■ Dataset entries
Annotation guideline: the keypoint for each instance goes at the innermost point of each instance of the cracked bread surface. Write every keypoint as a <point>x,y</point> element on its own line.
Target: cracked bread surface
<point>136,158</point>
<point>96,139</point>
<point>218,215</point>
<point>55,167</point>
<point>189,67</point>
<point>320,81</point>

■ Work to complete
Please retype every one of the items above exactly as they appear.

■ Answer to this exercise
Annotation guideline: the keypoint for each instance goes at the innermost point of each instance of the cracked bread surface. Write every keypoint as a <point>x,y</point> element on its own line.
Target: cracked bread surface
<point>136,158</point>
<point>96,139</point>
<point>218,215</point>
<point>55,167</point>
<point>189,67</point>
<point>320,81</point>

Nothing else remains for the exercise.